#### Provided material ####

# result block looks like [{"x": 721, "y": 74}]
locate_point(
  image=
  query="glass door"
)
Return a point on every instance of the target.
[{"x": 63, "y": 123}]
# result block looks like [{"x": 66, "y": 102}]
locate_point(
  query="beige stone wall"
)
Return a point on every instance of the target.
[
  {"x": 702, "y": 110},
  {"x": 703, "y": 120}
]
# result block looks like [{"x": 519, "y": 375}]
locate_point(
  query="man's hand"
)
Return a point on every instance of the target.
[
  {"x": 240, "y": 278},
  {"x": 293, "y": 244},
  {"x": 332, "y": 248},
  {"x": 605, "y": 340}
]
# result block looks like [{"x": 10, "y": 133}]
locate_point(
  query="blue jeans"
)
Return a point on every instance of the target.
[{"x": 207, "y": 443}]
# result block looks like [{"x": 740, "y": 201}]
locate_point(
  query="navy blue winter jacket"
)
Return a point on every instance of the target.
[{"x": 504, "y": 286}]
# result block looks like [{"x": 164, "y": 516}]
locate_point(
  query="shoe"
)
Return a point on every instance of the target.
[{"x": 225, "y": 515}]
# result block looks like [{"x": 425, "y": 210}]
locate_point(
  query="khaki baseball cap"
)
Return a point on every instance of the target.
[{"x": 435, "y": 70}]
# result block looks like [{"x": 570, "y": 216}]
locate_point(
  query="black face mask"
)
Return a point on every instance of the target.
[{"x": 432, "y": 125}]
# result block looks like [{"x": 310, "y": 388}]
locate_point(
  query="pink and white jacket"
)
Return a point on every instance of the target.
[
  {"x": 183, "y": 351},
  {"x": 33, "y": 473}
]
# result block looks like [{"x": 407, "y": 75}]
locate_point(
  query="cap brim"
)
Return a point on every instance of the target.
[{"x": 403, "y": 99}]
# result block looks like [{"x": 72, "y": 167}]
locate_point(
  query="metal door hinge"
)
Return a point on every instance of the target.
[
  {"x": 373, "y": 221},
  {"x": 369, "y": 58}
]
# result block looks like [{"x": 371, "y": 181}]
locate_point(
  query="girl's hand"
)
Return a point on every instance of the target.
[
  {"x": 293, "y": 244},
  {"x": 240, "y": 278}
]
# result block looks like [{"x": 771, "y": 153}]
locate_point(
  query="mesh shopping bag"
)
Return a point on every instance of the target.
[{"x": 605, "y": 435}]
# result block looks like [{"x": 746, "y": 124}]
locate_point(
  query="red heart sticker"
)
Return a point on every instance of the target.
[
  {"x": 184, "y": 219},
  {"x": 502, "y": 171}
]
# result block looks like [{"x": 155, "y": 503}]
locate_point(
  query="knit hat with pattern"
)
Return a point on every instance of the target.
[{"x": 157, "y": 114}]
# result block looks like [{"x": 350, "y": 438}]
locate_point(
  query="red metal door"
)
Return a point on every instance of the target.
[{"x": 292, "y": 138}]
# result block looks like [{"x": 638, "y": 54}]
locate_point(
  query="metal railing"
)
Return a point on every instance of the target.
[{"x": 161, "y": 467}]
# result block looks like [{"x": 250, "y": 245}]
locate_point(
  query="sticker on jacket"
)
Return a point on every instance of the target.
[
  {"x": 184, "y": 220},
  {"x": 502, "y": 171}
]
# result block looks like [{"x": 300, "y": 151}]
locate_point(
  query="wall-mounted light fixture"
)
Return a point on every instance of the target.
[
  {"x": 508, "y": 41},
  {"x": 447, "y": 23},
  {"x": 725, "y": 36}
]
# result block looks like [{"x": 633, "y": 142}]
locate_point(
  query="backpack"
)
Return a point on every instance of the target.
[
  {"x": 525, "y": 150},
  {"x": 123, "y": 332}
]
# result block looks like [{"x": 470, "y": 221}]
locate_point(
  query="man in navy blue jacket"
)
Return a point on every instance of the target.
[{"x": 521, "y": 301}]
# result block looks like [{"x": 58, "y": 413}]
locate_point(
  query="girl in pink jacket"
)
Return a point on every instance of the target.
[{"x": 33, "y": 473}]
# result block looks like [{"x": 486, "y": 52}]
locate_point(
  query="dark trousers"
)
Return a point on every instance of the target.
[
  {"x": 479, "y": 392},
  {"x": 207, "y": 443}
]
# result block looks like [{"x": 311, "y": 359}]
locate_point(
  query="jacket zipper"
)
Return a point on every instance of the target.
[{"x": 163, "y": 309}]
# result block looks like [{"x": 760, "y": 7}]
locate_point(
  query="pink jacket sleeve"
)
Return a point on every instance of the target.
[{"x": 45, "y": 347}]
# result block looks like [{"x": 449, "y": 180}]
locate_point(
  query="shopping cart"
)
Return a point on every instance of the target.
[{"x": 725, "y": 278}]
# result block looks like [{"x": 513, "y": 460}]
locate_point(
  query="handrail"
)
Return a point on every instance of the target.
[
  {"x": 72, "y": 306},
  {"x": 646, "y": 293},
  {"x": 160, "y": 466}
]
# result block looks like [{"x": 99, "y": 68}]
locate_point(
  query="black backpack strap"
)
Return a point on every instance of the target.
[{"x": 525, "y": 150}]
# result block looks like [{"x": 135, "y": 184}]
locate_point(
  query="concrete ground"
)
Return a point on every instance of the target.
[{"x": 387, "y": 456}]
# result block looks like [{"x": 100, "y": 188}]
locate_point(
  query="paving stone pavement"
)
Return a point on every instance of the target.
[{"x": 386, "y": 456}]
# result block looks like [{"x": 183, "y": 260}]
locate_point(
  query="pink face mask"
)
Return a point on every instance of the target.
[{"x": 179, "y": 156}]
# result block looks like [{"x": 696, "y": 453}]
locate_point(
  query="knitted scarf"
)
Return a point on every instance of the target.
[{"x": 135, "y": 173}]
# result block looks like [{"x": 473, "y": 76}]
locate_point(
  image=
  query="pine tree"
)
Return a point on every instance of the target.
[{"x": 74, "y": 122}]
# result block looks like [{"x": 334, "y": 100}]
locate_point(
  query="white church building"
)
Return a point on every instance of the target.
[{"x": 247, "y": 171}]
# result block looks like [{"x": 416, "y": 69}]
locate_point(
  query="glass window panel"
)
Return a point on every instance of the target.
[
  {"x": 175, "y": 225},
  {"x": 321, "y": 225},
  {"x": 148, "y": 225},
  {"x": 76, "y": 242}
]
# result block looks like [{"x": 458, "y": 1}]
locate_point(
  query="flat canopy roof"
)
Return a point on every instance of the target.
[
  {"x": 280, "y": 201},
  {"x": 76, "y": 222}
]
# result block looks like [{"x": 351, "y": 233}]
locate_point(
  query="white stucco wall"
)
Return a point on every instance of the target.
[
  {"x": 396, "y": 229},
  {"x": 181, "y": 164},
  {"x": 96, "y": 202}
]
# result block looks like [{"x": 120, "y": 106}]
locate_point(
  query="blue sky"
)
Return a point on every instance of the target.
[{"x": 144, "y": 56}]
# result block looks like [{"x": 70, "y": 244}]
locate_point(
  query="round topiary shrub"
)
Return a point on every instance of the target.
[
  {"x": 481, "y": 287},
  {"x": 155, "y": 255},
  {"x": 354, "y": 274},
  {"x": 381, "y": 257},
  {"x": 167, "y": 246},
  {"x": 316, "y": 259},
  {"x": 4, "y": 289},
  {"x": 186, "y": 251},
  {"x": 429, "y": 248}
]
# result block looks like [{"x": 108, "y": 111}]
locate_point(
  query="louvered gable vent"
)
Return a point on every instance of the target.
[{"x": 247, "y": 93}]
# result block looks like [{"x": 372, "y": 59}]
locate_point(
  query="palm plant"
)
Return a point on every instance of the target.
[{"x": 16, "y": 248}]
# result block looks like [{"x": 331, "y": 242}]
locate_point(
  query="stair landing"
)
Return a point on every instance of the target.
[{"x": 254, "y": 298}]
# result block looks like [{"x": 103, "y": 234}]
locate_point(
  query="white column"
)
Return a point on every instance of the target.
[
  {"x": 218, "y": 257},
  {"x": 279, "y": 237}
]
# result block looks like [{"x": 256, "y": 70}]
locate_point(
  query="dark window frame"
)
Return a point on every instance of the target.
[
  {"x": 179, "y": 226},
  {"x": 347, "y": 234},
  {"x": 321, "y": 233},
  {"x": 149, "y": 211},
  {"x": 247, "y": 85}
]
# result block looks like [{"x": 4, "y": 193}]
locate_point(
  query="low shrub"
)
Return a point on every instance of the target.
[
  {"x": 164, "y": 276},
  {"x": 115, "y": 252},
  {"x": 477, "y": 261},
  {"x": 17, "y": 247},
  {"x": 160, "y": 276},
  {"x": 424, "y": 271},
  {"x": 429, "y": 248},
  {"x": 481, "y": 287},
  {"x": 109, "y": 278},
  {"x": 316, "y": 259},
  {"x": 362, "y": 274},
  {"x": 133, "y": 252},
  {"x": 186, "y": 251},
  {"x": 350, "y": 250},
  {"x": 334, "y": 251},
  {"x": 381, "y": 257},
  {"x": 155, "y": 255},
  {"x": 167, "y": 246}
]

####

To do: Go through the entries above and tally each line that has the word "pink"; reply with the tally and nothing else.

Exercise response: 4